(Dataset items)
:::::

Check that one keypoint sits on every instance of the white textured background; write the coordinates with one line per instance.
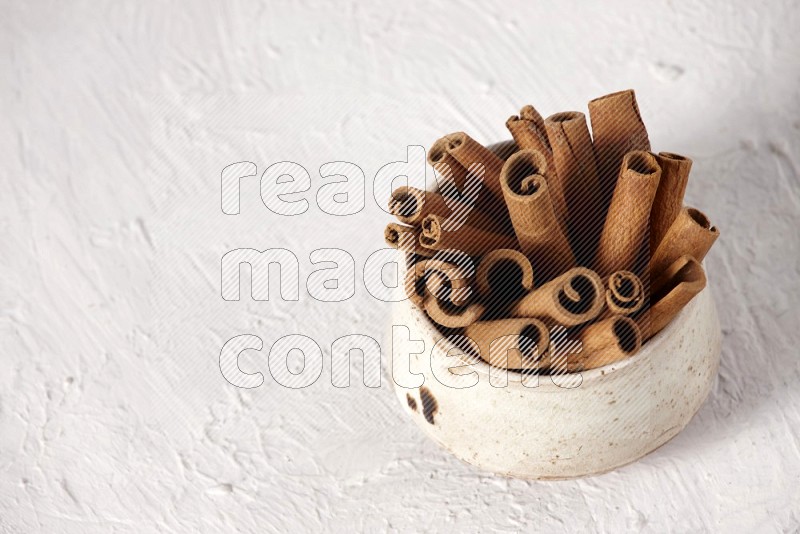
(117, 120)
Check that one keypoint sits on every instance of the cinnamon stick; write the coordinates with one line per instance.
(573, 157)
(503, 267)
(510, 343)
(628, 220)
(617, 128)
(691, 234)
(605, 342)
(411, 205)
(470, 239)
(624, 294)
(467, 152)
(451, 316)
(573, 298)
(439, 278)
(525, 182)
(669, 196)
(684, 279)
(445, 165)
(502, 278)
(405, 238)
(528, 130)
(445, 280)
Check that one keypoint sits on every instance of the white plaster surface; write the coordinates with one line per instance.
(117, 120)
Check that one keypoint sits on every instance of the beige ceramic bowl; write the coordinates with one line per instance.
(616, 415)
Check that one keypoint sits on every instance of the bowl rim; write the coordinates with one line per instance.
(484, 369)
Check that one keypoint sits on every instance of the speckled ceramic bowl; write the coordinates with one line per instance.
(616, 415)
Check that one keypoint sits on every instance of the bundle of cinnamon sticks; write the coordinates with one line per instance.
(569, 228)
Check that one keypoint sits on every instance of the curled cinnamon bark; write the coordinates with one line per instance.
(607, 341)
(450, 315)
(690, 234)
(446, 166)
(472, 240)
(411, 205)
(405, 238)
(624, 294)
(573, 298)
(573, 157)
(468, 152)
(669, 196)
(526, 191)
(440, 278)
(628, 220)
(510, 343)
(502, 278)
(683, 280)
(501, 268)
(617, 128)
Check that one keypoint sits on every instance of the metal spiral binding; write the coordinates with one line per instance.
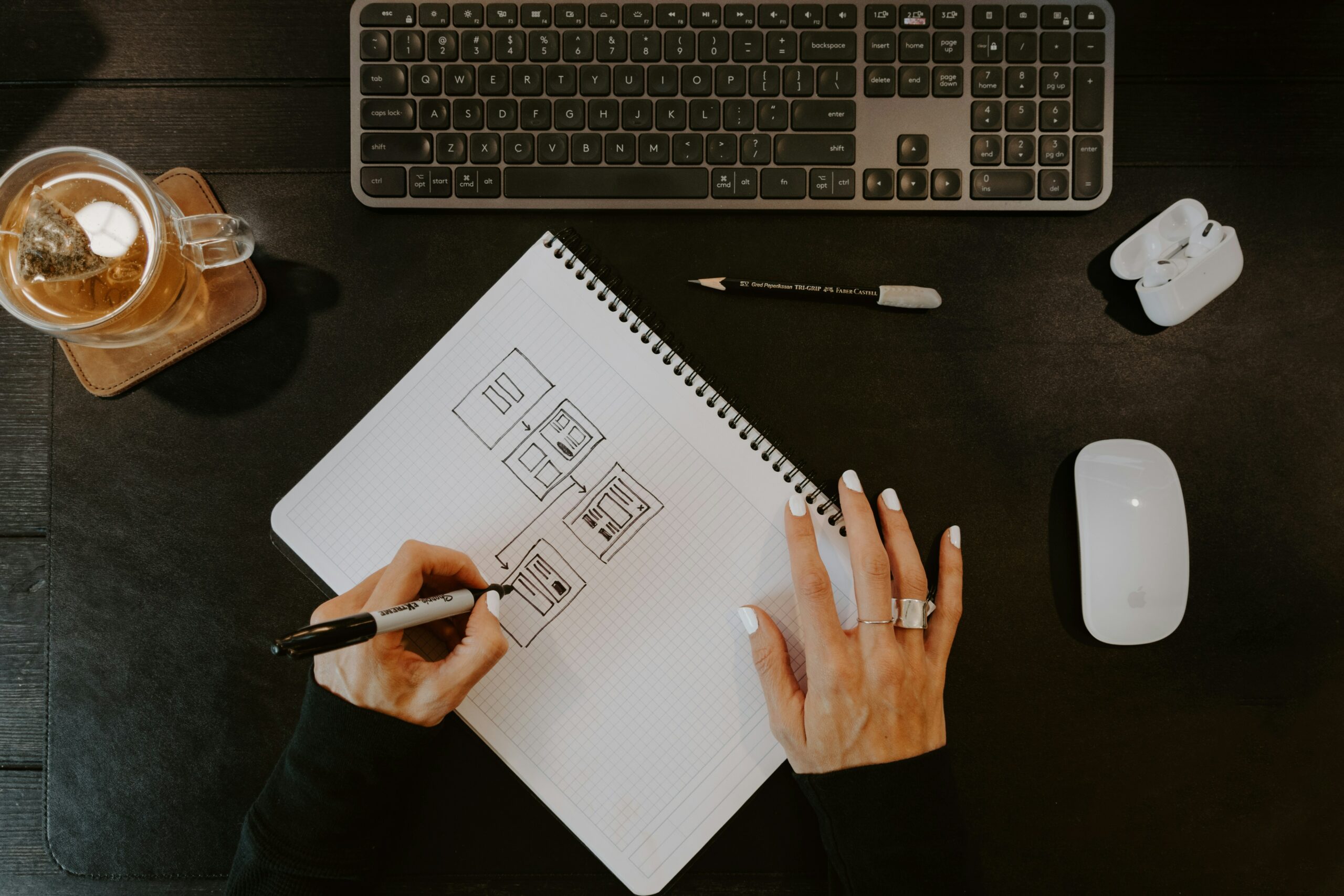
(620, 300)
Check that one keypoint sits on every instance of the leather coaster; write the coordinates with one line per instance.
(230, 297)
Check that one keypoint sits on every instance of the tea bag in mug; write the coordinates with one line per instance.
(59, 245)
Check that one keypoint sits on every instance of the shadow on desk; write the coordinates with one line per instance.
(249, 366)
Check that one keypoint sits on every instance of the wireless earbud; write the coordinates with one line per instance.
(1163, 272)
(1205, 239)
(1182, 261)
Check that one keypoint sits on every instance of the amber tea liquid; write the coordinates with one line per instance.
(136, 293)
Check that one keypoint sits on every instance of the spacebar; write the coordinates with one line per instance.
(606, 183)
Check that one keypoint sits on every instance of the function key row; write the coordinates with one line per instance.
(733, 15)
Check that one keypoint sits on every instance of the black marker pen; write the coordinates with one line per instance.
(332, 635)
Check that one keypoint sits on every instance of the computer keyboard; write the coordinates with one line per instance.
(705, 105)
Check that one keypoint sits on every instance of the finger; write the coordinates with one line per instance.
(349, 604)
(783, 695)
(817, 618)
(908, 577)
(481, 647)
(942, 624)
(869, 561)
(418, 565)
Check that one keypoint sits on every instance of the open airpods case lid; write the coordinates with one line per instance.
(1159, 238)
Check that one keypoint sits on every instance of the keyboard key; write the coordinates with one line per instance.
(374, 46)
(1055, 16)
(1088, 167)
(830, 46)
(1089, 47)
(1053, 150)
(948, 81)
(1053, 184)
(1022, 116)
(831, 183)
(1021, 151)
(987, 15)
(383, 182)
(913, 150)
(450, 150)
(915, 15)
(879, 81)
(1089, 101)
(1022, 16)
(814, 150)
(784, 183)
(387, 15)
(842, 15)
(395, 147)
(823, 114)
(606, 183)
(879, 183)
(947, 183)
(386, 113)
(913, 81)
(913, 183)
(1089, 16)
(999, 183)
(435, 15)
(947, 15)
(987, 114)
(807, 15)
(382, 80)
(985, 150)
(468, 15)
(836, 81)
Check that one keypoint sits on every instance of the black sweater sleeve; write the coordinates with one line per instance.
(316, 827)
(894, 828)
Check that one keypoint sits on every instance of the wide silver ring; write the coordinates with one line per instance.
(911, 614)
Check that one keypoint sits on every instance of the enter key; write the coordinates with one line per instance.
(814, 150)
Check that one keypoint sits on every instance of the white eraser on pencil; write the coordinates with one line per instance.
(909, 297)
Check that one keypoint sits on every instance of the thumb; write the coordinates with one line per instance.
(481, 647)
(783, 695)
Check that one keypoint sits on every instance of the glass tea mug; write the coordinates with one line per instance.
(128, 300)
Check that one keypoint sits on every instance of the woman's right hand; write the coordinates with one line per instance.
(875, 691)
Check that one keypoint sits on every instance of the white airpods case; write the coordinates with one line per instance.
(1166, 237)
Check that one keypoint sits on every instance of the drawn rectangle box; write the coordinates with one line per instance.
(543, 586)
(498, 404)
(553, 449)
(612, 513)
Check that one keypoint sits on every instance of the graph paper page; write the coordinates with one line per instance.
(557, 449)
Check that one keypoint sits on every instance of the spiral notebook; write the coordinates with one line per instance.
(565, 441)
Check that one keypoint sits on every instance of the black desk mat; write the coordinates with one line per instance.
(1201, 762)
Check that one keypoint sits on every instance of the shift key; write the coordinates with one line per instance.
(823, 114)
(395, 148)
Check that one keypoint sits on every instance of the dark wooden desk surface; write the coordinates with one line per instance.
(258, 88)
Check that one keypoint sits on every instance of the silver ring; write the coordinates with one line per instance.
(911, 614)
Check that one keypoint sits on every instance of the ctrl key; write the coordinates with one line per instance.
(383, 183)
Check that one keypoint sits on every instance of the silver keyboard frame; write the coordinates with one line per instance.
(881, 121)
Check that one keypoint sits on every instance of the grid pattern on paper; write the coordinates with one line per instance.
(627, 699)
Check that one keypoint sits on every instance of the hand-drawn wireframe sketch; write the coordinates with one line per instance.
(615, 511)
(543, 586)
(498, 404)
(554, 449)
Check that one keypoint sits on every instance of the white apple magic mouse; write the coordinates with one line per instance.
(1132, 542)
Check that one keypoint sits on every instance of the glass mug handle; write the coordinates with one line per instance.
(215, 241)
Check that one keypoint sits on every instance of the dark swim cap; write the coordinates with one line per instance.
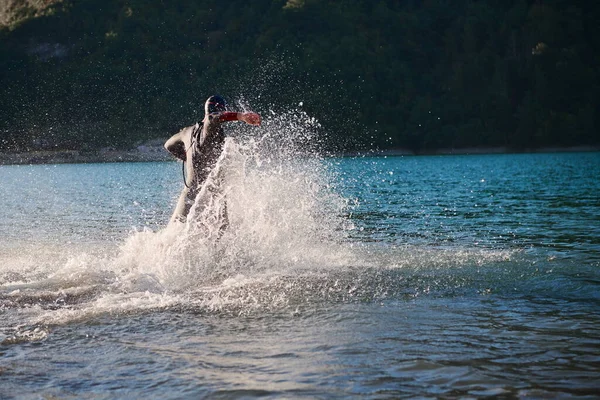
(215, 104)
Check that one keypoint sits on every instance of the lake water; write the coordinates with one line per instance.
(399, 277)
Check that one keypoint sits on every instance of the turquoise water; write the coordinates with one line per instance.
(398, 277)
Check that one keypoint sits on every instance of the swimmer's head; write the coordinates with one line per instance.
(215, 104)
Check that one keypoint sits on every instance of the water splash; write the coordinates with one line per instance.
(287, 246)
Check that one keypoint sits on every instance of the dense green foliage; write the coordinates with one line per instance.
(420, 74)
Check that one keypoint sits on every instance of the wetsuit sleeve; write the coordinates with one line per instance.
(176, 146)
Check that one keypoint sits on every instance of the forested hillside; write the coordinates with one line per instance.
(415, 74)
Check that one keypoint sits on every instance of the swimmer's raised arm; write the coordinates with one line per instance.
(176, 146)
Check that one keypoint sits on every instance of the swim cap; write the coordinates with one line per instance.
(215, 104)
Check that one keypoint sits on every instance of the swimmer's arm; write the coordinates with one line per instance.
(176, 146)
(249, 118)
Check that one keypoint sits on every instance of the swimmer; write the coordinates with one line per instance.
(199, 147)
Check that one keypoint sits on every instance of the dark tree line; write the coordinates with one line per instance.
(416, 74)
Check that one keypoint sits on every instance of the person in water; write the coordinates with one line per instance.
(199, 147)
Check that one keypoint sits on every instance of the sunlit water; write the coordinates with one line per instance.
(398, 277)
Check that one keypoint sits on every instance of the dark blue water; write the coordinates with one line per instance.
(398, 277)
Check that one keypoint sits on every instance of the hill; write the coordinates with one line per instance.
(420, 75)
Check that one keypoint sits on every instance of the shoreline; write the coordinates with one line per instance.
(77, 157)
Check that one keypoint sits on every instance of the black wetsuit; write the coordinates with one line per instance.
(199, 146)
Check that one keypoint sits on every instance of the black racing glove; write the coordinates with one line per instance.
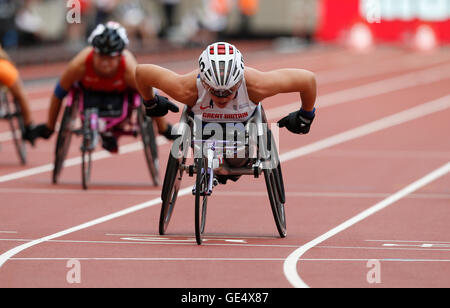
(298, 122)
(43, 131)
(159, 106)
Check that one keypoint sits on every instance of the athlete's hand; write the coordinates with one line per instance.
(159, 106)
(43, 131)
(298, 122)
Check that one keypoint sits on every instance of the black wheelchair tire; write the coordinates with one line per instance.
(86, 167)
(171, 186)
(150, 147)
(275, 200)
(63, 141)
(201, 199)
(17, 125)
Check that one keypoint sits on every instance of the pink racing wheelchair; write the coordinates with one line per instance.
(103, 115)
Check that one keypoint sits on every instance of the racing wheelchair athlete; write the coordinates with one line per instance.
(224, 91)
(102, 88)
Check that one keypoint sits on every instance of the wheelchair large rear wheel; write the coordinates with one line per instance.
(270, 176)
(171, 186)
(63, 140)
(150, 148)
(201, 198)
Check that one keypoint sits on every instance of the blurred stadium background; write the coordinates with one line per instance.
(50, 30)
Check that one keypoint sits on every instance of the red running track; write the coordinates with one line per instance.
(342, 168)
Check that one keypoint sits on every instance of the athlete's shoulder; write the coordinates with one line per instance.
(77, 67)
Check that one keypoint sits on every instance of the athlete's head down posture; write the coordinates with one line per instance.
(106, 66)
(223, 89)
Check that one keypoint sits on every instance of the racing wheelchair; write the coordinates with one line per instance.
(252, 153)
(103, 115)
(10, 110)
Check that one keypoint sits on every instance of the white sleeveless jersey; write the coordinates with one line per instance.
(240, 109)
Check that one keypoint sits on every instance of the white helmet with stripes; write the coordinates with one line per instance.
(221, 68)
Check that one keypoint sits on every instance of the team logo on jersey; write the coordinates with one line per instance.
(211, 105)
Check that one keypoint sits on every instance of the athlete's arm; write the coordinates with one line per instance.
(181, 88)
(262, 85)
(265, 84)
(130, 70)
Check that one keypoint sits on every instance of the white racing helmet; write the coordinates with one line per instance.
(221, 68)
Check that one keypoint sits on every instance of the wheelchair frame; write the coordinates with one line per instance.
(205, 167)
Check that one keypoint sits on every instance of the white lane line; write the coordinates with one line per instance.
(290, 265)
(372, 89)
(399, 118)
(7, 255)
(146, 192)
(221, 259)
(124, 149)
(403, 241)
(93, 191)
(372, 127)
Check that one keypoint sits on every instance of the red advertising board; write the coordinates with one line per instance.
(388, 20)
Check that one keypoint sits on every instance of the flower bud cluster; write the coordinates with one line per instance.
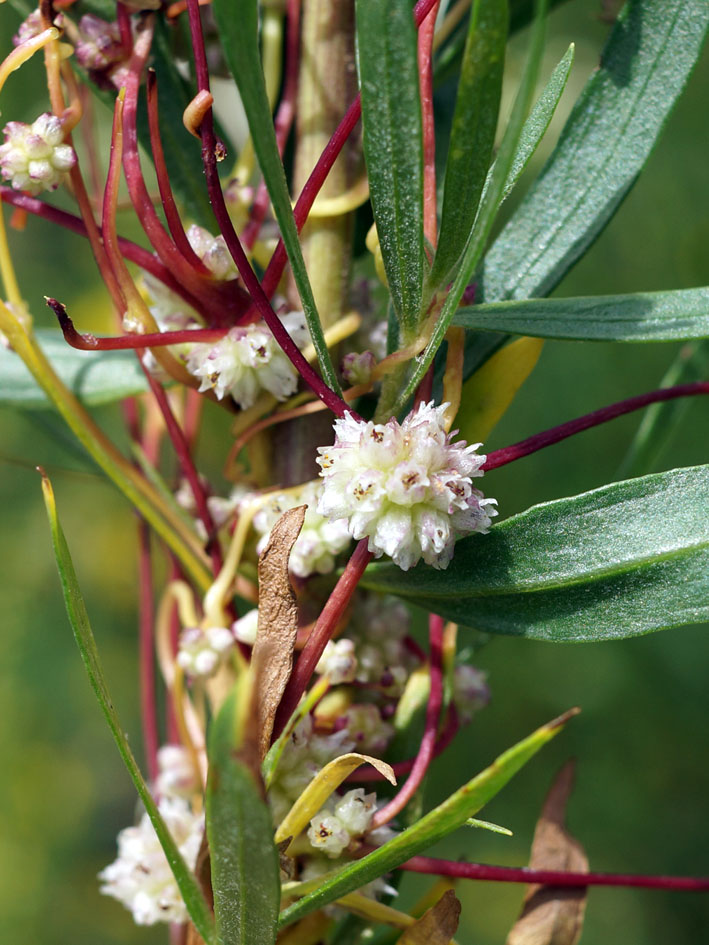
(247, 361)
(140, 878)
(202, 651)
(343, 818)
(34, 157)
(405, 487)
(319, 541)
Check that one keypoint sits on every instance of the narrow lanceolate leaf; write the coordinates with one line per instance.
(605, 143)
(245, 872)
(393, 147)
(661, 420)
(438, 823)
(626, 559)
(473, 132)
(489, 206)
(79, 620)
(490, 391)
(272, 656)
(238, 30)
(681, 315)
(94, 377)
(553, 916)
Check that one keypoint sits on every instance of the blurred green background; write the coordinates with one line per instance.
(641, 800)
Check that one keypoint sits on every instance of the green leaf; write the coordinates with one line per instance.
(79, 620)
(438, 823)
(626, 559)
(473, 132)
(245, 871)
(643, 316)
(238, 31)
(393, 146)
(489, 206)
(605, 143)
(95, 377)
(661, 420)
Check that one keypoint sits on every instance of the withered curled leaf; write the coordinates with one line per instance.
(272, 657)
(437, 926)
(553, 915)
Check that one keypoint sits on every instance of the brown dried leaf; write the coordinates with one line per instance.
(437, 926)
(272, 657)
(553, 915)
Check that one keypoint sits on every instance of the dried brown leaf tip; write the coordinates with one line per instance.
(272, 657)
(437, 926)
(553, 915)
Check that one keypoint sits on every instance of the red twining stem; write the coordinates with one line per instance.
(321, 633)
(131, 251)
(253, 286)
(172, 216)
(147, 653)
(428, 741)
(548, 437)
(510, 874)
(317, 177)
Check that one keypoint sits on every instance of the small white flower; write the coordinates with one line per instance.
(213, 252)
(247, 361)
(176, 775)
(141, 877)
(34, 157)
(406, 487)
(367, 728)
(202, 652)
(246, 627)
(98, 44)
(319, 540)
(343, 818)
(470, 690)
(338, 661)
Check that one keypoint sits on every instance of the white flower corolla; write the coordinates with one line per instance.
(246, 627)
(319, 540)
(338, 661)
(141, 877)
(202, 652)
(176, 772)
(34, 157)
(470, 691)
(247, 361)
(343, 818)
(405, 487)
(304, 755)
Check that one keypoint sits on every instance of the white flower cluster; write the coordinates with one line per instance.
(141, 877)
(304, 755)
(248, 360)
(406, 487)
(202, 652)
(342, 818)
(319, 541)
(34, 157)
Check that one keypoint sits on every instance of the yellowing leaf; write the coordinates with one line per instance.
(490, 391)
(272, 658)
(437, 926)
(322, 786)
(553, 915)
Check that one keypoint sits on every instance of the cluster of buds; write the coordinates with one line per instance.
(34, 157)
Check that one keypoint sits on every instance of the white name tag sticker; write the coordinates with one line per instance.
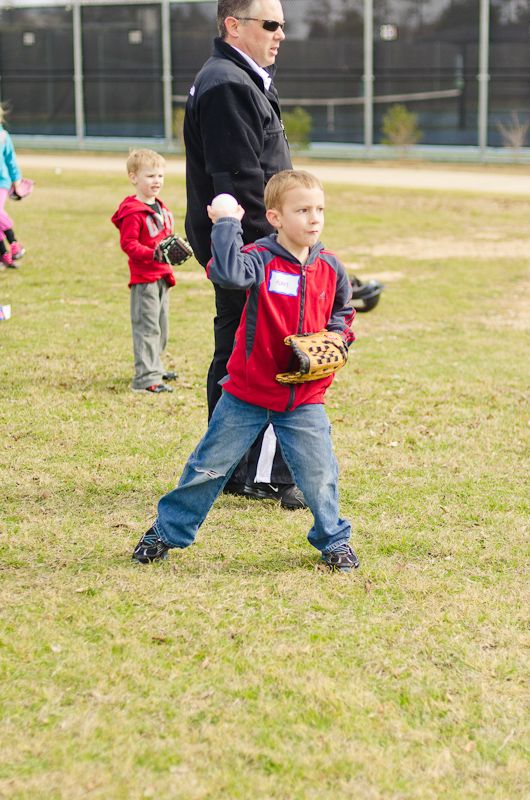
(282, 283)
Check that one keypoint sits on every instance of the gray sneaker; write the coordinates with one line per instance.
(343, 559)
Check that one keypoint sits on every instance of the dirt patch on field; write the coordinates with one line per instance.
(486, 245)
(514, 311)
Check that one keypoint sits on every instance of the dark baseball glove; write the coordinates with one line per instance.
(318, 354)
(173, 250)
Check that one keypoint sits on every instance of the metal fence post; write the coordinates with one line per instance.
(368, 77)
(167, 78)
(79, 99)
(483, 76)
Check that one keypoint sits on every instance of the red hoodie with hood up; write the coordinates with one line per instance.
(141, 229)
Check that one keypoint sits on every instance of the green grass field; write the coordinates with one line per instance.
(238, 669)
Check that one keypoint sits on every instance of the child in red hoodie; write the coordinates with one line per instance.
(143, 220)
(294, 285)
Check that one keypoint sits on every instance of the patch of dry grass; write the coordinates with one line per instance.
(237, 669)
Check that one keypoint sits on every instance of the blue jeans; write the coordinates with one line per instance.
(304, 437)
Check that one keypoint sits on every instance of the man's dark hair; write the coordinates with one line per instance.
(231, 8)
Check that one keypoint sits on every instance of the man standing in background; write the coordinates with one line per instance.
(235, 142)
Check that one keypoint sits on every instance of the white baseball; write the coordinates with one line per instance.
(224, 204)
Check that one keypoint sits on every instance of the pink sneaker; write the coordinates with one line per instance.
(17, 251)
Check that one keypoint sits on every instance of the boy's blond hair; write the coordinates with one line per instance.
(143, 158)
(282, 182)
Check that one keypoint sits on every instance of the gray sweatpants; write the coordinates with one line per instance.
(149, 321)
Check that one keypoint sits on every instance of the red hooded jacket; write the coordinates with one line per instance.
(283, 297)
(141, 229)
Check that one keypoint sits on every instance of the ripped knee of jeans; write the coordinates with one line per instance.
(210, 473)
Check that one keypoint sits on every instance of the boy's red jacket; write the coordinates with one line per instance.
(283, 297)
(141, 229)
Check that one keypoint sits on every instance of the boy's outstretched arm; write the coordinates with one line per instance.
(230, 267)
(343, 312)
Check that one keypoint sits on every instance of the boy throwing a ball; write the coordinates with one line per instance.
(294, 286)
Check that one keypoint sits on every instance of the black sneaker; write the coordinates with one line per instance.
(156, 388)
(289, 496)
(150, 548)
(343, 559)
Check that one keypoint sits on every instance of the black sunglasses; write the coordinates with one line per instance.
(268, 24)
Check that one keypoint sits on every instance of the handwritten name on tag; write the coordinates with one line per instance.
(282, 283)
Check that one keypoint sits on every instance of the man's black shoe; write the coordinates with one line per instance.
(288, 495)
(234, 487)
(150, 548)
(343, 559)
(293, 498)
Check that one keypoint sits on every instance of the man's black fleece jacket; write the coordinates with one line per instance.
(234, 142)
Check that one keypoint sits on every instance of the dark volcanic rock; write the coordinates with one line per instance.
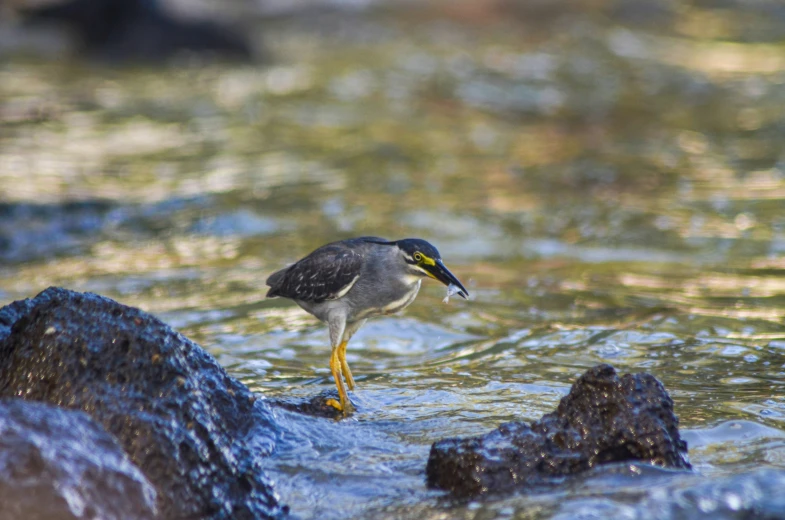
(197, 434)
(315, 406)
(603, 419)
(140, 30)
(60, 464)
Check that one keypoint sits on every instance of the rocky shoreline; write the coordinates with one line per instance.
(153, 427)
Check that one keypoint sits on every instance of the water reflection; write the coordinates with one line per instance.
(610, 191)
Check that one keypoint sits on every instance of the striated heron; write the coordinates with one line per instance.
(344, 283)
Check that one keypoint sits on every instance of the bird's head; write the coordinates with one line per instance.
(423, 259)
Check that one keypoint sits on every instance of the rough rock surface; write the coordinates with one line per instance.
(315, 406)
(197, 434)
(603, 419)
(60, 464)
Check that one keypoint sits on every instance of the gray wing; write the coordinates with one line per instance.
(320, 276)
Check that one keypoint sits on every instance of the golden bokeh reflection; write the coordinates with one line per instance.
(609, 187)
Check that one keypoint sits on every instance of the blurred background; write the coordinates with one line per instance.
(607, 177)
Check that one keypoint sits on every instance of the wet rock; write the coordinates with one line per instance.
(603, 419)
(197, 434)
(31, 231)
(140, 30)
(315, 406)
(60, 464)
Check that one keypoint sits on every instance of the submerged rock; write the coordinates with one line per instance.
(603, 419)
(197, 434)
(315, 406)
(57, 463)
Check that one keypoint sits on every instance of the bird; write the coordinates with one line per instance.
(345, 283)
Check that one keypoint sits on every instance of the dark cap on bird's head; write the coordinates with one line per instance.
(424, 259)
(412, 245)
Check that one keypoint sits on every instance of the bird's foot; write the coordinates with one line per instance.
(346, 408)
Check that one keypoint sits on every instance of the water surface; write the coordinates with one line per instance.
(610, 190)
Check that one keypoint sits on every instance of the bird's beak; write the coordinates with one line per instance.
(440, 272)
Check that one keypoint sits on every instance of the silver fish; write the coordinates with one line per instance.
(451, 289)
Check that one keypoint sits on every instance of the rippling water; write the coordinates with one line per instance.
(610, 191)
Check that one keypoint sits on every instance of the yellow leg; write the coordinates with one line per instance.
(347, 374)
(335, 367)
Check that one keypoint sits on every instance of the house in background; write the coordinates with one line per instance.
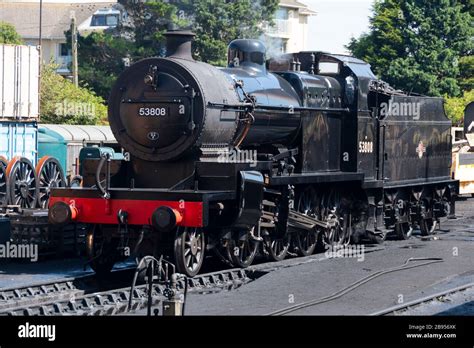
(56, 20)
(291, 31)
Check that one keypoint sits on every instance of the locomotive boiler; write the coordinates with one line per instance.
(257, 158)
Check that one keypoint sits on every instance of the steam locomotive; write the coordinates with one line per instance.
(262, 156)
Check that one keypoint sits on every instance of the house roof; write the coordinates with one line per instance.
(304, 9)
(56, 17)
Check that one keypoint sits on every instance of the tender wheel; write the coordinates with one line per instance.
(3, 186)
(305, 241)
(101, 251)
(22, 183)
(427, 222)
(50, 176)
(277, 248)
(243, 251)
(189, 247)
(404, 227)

:::::

▸ TASK INSTRUCTIONS: Reproduce the lines above verbatim, starting at the line that contains "the metal spiral" and ending after the line that contains "(1182, 261)". Omit the pictures from your answer.

▸ CORRECT OUTPUT:
Check that one keypoint sits on every instance of the metal spiral binding; write the coordinates with one line per instance.
(620, 300)
Check that one keypoint sits on every instance of the leather coaster; write the coordinates with one line per instance.
(230, 297)
Check that one keypoint sits on every instance of the tea bag in mug; write the coordinates with one line per instance.
(59, 245)
Check that one keypoint sits on every instance of the shadow on desk; write the coordinates with one line per instance.
(249, 366)
Check that one keypoint sits on every instance of the wireless earbud; write the coordinates with one line per instance.
(1163, 272)
(1205, 239)
(1182, 261)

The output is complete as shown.